> [EXERCÍCIOS PROPOSTOS]
1. Responda, com base no texto sobre o futebol alemão dos anos 90, às seguintes perguntas:
(a) Que dois médios foram aclamados como génios superlativos?
(b) Que funções desempenhavam esses dois médios, segundo o texto?
(c) Em que posição terminou a Alemanha o grupo da morte do Euro 2000 e atrás de que seleções ficou?
2. Traduza para inglês esta frase do texto sobre o futebol alemão dos anos 90: "Ambos estiveram por detrás dos dois triunfos internacionais alemães da década, mas não estavam sozinhos nessa cruzada."
3. Enumere todos os futebolistas identificados pelo nome no texto sobre o futebol alemão dos anos 90.

Enquanto isso, ao seu lado, gravitavam ao seu lado actores secundários com um papel fundamental na narrativa. De Thomas Hassler a Andreas Moller, passando por Steffen Effenberg e Mario Basler, o futebol alemão da complexa década de 90 teve os seus idolos quase anónimos para o grande público, o mesmo que aplaudiu a coroação de dois médios como Mathaus e Sammer, com funções primordialmente de contenção, como génios superlativos. Ambos estiveram por detrás dos dois triunfos internacionais alemães da década, mas não estavam sozinhos nessa cruzada. Entre eles somam mais de 220 internacionalizações pela selecção alemã, episódios de uma era de interrogantes. Estiveram nos momentos de consagração mas também (des)apareceram no sol californiano dos Estados Unidos, em 1994, e do França 98. Quando em 2000, a Alemanha acabou o grupo da morte do Euro 2000 em último lugar, por detrás de portugueses, romenos e ingleses, sem pena nem glória, foi sobre eles que caiu o peso da crítica quando nunca antes lhe tinham sido entregues as coroas de flores da glória.

> [MATERIAL DE ORIGEM]
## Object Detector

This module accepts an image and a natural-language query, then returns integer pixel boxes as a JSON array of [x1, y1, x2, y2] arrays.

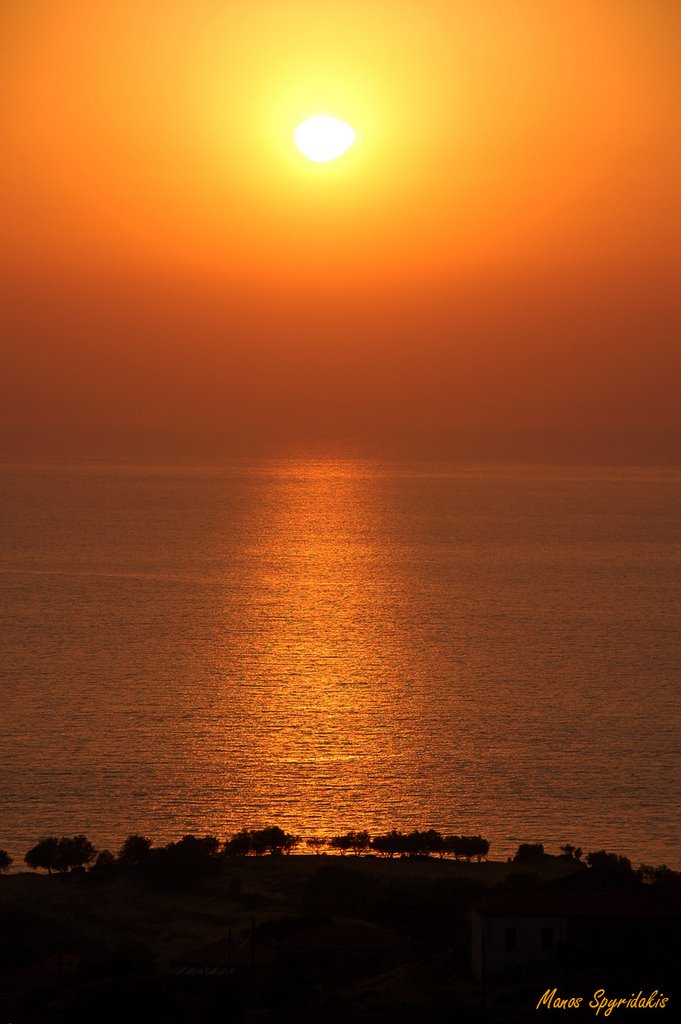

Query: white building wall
[[471, 910, 567, 978]]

> [RESPOSTAS ÀS TAREFAS]
1.
(a) Mathaus e Sammer.
(b) Funções primordialmente de contenção.
(c) Em último lugar, atrás de portugueses, romenos e ingleses.

2. Both were behind Germany's two international triumphs of the decade, but they were not alone in that crusade.

3. Thomas Hassler, Andreas Moller, Steffen Effenberg, Mario Basler, Mathaus e Sammer.